### AVAILABLE RECORDS ###

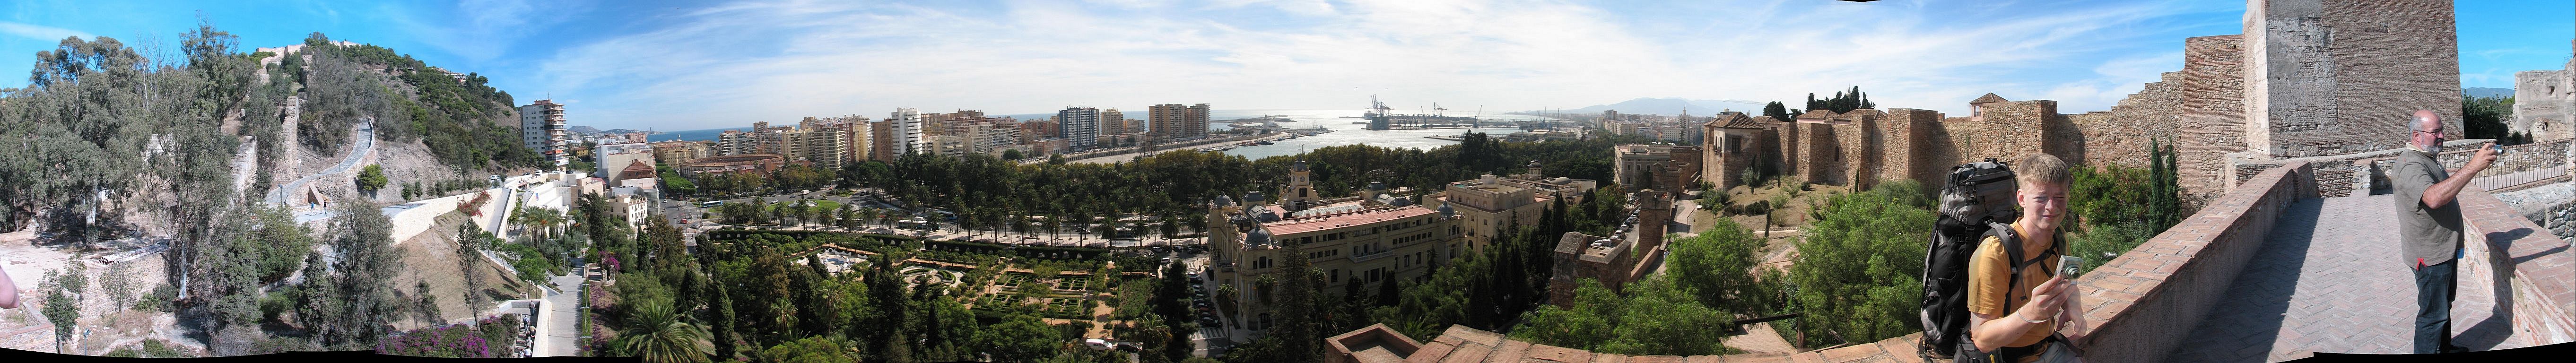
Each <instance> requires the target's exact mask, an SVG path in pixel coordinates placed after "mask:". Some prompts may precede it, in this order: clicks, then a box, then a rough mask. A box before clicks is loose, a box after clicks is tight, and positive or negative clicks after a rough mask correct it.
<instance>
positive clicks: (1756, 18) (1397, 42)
mask: <svg viewBox="0 0 2576 363" xmlns="http://www.w3.org/2000/svg"><path fill="white" fill-rule="evenodd" d="M191 5H198V3H188V5H162V3H21V5H15V8H8V13H5V18H0V54H10V51H13V54H31V51H41V49H52V44H54V41H59V39H62V36H113V39H118V41H126V44H137V46H139V49H142V46H144V44H152V41H160V44H175V39H178V36H175V33H178V31H185V28H191V26H193V23H196V18H201V15H204V18H206V21H209V23H214V26H216V28H222V31H232V33H240V36H242V44H240V46H242V49H245V51H247V49H252V46H281V44H294V41H301V39H304V33H312V31H322V33H327V36H332V39H340V41H361V44H379V46H392V49H397V51H404V54H412V57H420V59H425V62H430V64H438V67H451V70H456V72H477V75H484V77H489V80H492V85H495V88H500V90H507V93H513V98H518V103H531V100H538V98H551V100H556V103H567V106H572V108H577V111H574V113H572V116H569V118H572V124H582V126H600V129H665V131H685V129H721V126H739V124H750V121H793V118H801V116H842V113H858V116H884V113H889V111H894V108H922V111H951V108H979V111H989V113H997V116H1012V113H1048V111H1056V108H1061V106H1100V108H1110V106H1118V108H1141V106H1159V103H1216V106H1224V108H1236V111H1244V108H1350V111H1358V108H1363V106H1365V100H1363V98H1368V95H1383V98H1386V100H1388V103H1391V106H1396V108H1412V106H1430V103H1443V106H1453V108H1455V106H1484V108H1486V111H1494V113H1499V111H1538V108H1582V106H1600V103H1618V100H1631V98H1698V100H1788V103H1798V100H1803V93H1832V90H1844V88H1850V85H1860V88H1862V90H1868V93H1870V95H1873V100H1878V106H1883V108H1932V111H1945V113H1965V100H1968V98H1976V95H1984V93H1999V95H2007V98H2014V100H2061V103H2063V108H2066V111H2105V108H2110V103H2117V100H2120V98H2123V95H2128V93H2136V90H2138V88H2141V85H2143V82H2154V80H2156V77H2159V75H2161V72H2172V70H2177V67H2179V51H2174V49H2177V46H2179V41H2174V39H2187V36H2215V33H2241V28H2239V23H2241V15H2244V3H2241V0H2174V3H2079V5H2058V3H2020V5H2017V3H1940V0H1932V3H1832V0H1783V3H1708V5H1703V3H1662V5H1638V3H1548V0H1528V3H1522V0H1507V3H1234V0H1229V3H1159V0H1115V3H1113V0H1100V3H884V5H837V3H652V5H603V3H562V5H531V3H510V0H469V3H371V5H343V3H309V5H273V3H245V5H198V8H204V10H193V8H191ZM2568 13H2571V10H2568V5H2566V3H2458V23H2460V28H2458V33H2460V36H2458V39H2460V72H2463V85H2465V88H2512V72H2522V70H2553V67H2555V64H2561V62H2563V59H2566V57H2563V54H2561V51H2555V49H2558V46H2563V44H2566V41H2568V39H2576V31H2568V28H2576V18H2568ZM170 49H175V46H170ZM1958 54H1973V57H1958ZM28 62H33V59H31V57H0V67H26V64H28ZM1741 70H1765V72H1741ZM23 85H26V80H15V77H0V88H23ZM1059 85H1084V88H1059ZM1747 108H1749V106H1747Z"/></svg>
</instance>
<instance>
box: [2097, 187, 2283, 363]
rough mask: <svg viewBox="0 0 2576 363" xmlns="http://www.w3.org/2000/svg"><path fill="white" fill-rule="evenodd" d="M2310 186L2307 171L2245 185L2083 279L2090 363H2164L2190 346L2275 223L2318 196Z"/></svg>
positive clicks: (2120, 255)
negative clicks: (2188, 346) (2314, 192)
mask: <svg viewBox="0 0 2576 363" xmlns="http://www.w3.org/2000/svg"><path fill="white" fill-rule="evenodd" d="M2306 178H2308V170H2306V165H2282V167H2272V170H2267V172H2262V175H2257V178H2254V180H2251V183H2246V191H2241V193H2228V196H2221V198H2215V201H2210V206H2208V209H2202V211H2200V214H2192V216H2190V219H2184V221H2182V224H2174V227H2172V229H2166V232H2164V234H2156V237H2154V239H2148V242H2143V245H2138V247H2136V250H2130V252H2125V255H2120V257H2112V260H2110V263H2105V265H2102V268H2094V270H2092V273H2087V275H2084V278H2076V286H2081V291H2084V304H2089V306H2087V309H2084V319H2089V322H2092V327H2087V330H2081V335H2087V337H2084V342H2081V345H2087V360H2097V363H2125V360H2161V358H2164V355H2166V353H2169V350H2174V348H2177V345H2182V342H2184V340H2190V335H2192V327H2195V324H2200V319H2202V317H2208V314H2210V309H2213V306H2215V304H2221V301H2223V299H2226V296H2228V286H2231V281H2236V275H2239V273H2241V270H2244V268H2246V263H2249V260H2251V257H2254V252H2257V250H2259V247H2262V245H2264V237H2267V234H2269V232H2272V221H2275V216H2280V214H2282V211H2287V209H2290V203H2295V201H2298V198H2311V196H2313V191H2311V188H2308V185H2311V183H2306Z"/></svg>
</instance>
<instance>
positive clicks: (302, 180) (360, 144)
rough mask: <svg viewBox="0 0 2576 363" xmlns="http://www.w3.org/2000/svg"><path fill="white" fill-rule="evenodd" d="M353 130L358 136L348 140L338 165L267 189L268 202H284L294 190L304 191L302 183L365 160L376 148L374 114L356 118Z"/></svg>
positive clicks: (342, 168) (337, 173) (375, 130)
mask: <svg viewBox="0 0 2576 363" xmlns="http://www.w3.org/2000/svg"><path fill="white" fill-rule="evenodd" d="M355 131H358V136H355V139H353V142H350V147H348V157H340V165H332V167H327V170H322V172H312V175H304V178H296V180H294V183H286V185H281V188H276V191H268V203H286V201H289V198H286V196H289V193H294V191H304V183H312V180H319V178H327V175H340V172H348V170H350V167H358V162H361V160H366V154H368V152H374V149H376V118H374V116H368V118H358V126H355Z"/></svg>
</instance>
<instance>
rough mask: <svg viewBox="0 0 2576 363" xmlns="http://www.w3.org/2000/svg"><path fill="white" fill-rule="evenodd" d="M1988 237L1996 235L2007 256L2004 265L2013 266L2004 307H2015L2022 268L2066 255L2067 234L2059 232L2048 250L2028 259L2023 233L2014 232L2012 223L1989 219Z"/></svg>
mask: <svg viewBox="0 0 2576 363" xmlns="http://www.w3.org/2000/svg"><path fill="white" fill-rule="evenodd" d="M1986 237H1996V247H2002V250H2004V257H2007V263H2004V265H2007V268H2012V275H2009V278H2004V309H2014V304H2012V291H2020V288H2022V268H2027V265H2038V263H2043V260H2048V257H2056V255H2066V252H2063V250H2066V234H2058V237H2056V239H2053V242H2050V245H2048V250H2040V255H2032V257H2027V260H2025V257H2022V234H2020V232H2014V229H2012V224H1996V221H1989V224H1986Z"/></svg>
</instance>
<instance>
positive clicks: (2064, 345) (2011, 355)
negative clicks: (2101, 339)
mask: <svg viewBox="0 0 2576 363" xmlns="http://www.w3.org/2000/svg"><path fill="white" fill-rule="evenodd" d="M2014 167H2020V172H2017V178H2014V183H2017V191H2014V193H2012V201H2014V203H2017V206H2020V219H2014V221H2012V224H2009V227H1996V229H1991V232H1989V234H1986V237H1984V239H1981V242H1978V247H1976V255H1971V260H1968V270H1965V275H1968V288H1965V293H1968V296H1965V299H1968V327H1965V335H1968V337H1965V340H1971V342H1973V350H1960V353H1958V355H1960V363H1976V360H1991V363H2061V360H2076V350H2074V345H2069V342H2074V340H2081V335H2074V337H2066V335H2056V332H2058V327H2074V330H2081V327H2084V312H2081V306H2084V304H2081V301H2079V299H2076V296H2081V293H2079V291H2076V286H2074V281H2066V278H2063V275H2058V273H2056V270H2058V255H2066V242H2063V234H2058V221H2061V219H2063V216H2066V183H2069V172H2066V162H2063V160H2058V157H2053V154H2030V157H2022V162H2020V165H2014ZM2061 322H2063V324H2061Z"/></svg>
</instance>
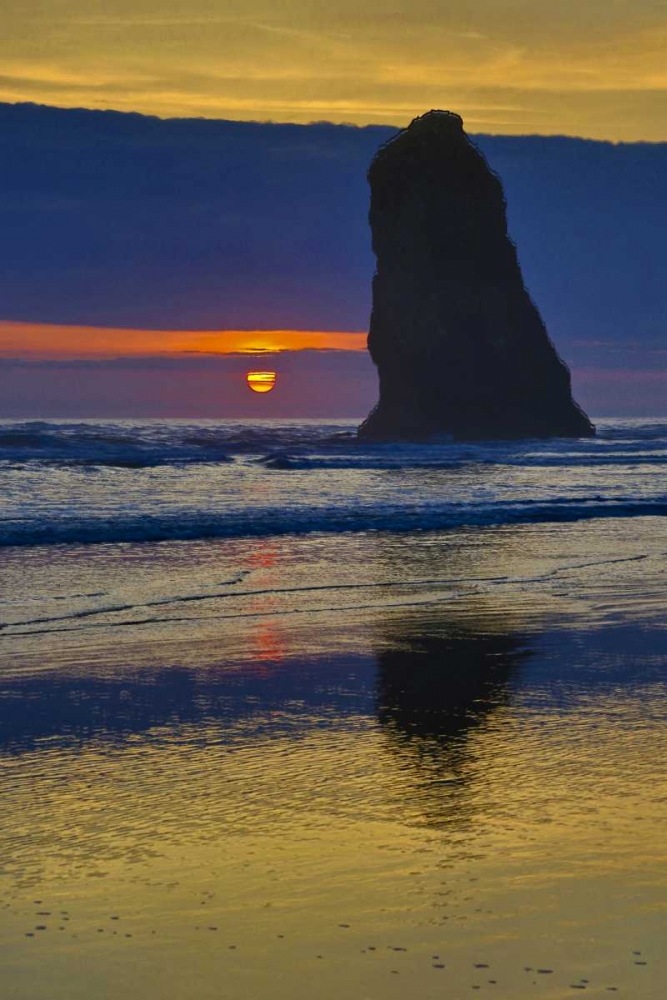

###

YOUR ASSIGNMENT: Rewrite the material from its start through the line containing "positive clicks: (1756, 18) (1397, 42)", renaming "rough mask" to "coarse mask" everywhere and leaving everything else unchanged. Omit the pictures from your answer.

WRITTEN REPLY:
Each <instance> requires the target's exact mask, an SVG path in pixel coordinates placed after "mask:". Some prompts may precede it, in this order: clicks, then a box, then a coarse mask. A box before clicks is loose, a box after clicks is tight, and positive or negative clicks after a coarse mask correct it.
<instance>
positive clicks: (1756, 18) (1397, 42)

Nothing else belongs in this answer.